**Given problem:**
Copy the records again from the line holding "Mark the bright" through the line holding "left=41, top=347, right=352, bottom=373", inclusive, with their requests, and shift every box coordinate by adding 33 to it.

**Input data:**
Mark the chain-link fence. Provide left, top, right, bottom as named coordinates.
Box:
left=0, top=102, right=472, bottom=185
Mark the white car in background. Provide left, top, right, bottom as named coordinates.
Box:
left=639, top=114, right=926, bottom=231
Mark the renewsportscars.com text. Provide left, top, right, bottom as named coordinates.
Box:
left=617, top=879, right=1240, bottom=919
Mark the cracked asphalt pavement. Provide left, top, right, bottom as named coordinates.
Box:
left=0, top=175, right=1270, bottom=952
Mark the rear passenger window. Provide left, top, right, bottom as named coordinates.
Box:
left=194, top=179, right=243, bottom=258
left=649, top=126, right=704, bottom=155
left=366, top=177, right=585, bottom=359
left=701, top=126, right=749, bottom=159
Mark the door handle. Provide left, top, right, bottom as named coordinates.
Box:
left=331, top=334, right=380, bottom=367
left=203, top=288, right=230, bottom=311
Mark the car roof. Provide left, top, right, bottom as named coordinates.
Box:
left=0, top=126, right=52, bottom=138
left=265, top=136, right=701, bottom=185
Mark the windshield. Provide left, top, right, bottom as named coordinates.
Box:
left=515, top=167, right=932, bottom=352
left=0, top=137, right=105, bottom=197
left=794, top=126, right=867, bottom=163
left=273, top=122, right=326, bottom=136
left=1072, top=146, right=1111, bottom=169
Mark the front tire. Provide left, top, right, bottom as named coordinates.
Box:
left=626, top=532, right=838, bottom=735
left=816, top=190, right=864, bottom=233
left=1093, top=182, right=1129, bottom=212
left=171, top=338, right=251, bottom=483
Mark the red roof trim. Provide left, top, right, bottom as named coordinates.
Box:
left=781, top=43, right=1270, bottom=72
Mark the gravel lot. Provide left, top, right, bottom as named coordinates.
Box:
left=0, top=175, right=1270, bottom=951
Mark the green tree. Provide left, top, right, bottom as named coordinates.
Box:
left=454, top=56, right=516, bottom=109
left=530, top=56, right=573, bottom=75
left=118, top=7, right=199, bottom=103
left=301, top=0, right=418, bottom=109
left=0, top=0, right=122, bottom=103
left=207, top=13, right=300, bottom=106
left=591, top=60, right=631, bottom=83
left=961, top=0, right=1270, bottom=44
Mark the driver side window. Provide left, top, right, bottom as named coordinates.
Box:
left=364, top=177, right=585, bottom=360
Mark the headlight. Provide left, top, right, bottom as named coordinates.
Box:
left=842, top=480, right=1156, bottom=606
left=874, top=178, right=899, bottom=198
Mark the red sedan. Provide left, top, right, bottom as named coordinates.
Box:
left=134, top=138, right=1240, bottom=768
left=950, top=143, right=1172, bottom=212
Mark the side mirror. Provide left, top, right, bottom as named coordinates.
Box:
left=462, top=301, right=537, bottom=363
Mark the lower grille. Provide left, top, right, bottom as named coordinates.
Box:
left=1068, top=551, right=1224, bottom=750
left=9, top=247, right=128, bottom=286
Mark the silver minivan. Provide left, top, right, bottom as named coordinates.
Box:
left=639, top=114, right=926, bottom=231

==

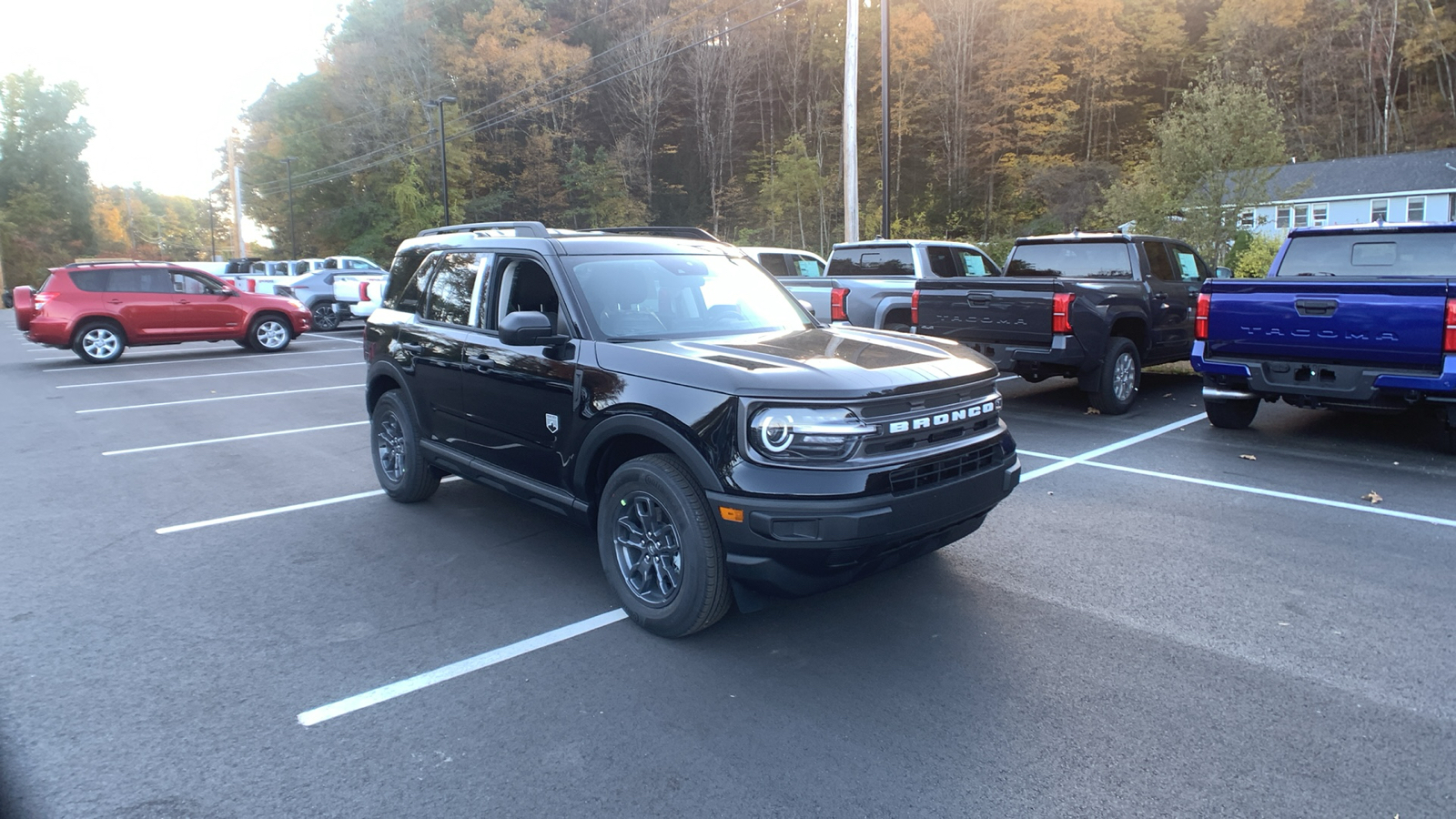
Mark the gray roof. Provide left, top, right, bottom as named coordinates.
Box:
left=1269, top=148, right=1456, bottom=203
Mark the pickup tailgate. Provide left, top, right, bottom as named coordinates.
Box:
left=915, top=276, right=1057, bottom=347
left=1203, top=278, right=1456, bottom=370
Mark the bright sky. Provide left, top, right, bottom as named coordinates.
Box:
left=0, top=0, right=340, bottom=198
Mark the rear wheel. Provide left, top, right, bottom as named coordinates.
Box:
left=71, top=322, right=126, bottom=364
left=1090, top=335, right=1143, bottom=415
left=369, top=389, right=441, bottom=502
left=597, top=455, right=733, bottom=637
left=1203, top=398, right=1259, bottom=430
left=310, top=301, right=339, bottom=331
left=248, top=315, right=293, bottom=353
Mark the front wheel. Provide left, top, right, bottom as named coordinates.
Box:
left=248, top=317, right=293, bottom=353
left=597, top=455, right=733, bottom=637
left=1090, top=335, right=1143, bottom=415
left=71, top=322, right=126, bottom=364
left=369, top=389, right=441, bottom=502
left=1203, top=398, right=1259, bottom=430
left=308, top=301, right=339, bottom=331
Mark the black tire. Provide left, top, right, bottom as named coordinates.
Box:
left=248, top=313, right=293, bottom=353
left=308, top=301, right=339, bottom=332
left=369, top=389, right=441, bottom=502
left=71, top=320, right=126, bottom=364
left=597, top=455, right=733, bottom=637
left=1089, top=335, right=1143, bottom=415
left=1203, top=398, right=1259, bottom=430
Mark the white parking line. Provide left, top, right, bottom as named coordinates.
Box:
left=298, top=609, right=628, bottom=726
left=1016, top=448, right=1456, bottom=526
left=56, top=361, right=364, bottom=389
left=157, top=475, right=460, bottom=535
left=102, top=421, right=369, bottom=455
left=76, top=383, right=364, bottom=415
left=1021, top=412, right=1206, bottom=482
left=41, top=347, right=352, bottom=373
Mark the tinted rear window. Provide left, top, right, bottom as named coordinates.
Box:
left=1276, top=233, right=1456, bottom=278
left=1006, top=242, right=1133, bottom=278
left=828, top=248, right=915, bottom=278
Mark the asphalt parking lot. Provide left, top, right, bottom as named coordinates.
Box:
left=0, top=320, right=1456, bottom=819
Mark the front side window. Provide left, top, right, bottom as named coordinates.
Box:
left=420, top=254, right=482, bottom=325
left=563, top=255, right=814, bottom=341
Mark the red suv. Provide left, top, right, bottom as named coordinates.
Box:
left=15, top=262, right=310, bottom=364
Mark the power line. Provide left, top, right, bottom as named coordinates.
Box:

**Response to the task:**
Mark the bright sky. Provide left, top, right, bottom as named coordinates.
Box:
left=33, top=33, right=373, bottom=231
Mark the rear wheel. Provide left, top, right, bottom as named coordinates.
Box:
left=104, top=355, right=159, bottom=397
left=1123, top=368, right=1176, bottom=448
left=402, top=422, right=474, bottom=535
left=630, top=488, right=766, bottom=670
left=1236, top=431, right=1292, bottom=463
left=343, top=334, right=372, bottom=364
left=281, top=348, right=326, bottom=386
Mark the front wheel. Provide left, top, right, bottom as named coordinates.
Box:
left=281, top=350, right=326, bottom=386
left=630, top=488, right=766, bottom=670
left=1123, top=368, right=1176, bottom=448
left=104, top=355, right=159, bottom=397
left=402, top=422, right=474, bottom=535
left=1236, top=431, right=1292, bottom=463
left=341, top=334, right=372, bottom=364
Mark the black tire. Provide left, top, right, bottom as named coordinates.
Box:
left=281, top=346, right=326, bottom=386
left=341, top=334, right=372, bottom=365
left=402, top=422, right=474, bottom=535
left=104, top=353, right=159, bottom=397
left=630, top=488, right=766, bottom=670
left=1122, top=368, right=1176, bottom=448
left=1236, top=431, right=1292, bottom=463
Mark the white parking line. Provide left, top, right, bottom as named coordinates.
Box:
left=331, top=642, right=661, bottom=759
left=1049, top=481, right=1489, bottom=559
left=89, top=394, right=397, bottom=422
left=190, top=508, right=493, bottom=568
left=135, top=454, right=402, bottom=488
left=109, top=416, right=397, bottom=448
left=1054, top=445, right=1239, bottom=515
left=74, top=380, right=385, bottom=406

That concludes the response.